━━ Podane dane ━━
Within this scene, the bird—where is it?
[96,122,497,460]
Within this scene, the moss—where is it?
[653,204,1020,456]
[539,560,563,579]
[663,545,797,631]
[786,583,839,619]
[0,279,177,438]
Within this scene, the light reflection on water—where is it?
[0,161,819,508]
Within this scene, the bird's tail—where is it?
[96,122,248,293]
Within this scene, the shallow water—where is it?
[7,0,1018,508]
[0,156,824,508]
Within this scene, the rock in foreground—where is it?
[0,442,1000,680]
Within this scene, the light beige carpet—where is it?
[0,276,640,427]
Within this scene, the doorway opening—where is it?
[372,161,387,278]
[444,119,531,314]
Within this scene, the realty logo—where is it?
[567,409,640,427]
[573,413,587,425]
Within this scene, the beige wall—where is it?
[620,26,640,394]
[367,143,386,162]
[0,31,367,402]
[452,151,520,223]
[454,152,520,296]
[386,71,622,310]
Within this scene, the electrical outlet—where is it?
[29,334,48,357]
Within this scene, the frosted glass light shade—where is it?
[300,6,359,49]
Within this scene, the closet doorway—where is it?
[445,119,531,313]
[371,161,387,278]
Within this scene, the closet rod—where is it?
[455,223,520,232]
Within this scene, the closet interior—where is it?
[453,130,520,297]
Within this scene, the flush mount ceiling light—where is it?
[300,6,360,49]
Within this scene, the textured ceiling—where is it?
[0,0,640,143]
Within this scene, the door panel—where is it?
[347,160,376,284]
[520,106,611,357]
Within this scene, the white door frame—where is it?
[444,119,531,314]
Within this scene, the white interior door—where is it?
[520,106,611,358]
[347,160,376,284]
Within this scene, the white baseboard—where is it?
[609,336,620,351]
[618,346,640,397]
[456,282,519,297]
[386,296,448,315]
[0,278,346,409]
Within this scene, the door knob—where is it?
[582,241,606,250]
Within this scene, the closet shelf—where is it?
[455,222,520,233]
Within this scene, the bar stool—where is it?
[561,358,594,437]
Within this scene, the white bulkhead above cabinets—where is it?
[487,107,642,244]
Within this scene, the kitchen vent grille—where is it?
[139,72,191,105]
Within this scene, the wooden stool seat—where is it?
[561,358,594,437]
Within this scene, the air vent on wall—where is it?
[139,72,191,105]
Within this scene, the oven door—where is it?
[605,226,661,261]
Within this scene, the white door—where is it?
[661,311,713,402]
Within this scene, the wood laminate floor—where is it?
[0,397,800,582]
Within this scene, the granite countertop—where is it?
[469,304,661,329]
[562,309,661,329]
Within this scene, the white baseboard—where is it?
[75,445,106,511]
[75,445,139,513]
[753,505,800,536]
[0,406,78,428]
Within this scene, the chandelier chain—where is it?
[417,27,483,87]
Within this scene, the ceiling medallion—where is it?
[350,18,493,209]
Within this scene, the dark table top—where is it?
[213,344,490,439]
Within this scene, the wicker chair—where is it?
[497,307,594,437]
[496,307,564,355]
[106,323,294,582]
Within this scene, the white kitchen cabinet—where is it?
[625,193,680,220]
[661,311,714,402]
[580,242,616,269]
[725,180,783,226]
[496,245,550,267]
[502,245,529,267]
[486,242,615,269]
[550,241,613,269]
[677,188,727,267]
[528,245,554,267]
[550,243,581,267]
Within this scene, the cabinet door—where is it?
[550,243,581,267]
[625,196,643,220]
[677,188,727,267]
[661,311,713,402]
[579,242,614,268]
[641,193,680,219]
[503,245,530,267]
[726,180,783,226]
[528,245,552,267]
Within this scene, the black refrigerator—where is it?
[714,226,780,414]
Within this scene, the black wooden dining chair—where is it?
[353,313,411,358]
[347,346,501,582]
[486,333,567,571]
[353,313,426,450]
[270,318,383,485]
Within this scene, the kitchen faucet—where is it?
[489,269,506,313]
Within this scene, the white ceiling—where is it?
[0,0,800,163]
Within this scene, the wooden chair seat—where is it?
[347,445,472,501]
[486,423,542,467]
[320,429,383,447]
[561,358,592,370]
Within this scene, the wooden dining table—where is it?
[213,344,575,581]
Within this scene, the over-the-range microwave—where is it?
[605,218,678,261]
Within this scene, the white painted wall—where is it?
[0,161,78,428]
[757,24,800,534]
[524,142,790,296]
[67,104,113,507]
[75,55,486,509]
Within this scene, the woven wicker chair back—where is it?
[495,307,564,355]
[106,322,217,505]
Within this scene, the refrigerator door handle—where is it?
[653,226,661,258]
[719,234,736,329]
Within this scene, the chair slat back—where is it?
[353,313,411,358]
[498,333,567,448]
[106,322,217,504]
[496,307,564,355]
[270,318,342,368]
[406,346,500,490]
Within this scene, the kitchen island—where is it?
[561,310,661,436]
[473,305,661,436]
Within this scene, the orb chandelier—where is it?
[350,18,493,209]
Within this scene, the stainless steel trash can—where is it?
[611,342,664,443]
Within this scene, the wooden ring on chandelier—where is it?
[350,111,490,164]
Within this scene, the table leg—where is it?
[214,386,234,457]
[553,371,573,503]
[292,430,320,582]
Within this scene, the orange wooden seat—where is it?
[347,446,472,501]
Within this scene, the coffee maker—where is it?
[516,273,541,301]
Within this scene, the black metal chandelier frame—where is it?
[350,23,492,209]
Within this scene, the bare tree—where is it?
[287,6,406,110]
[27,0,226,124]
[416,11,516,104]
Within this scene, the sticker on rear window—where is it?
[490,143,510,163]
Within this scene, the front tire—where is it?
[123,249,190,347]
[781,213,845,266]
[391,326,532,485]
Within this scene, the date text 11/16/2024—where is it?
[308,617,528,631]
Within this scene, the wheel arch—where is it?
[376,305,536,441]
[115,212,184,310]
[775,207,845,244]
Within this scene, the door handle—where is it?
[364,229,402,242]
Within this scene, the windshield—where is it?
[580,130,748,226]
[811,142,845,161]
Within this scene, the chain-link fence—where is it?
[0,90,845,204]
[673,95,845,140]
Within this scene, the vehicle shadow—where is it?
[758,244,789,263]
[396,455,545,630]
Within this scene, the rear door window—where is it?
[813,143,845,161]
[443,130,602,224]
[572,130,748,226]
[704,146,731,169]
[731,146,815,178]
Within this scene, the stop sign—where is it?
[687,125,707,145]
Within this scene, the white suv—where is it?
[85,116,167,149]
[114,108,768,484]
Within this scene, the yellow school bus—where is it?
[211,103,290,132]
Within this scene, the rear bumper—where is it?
━━━
Zadanie do wykonania >>
Przepisz fragment danych, który zaczyna się wierszem zawierającym "Within this scene, the wooden chair" i kończy wierszem zawierającym "[106,322,217,505]", łącznie z oboma tymi wierszami. Zastąp w nim każde "wooden" przez "oak", a resztę pozostaw bez zmian.

Rozwiązanie zadania >>
Within this scene, the oak chair seat—where is it?
[347,445,472,501]
[486,423,542,467]
[320,429,383,447]
[561,358,592,370]
Within this scene, the oak dining table—where is it?
[213,344,575,581]
Within this scene, the over-the-range microwave—where is it?
[605,218,678,261]
Within this scene, the white painted wall—where is it?
[0,161,78,428]
[757,24,800,534]
[524,142,790,296]
[67,104,113,507]
[75,55,486,509]
Within this scene, the woven wicker chair back—where is it?
[495,307,564,355]
[106,322,217,505]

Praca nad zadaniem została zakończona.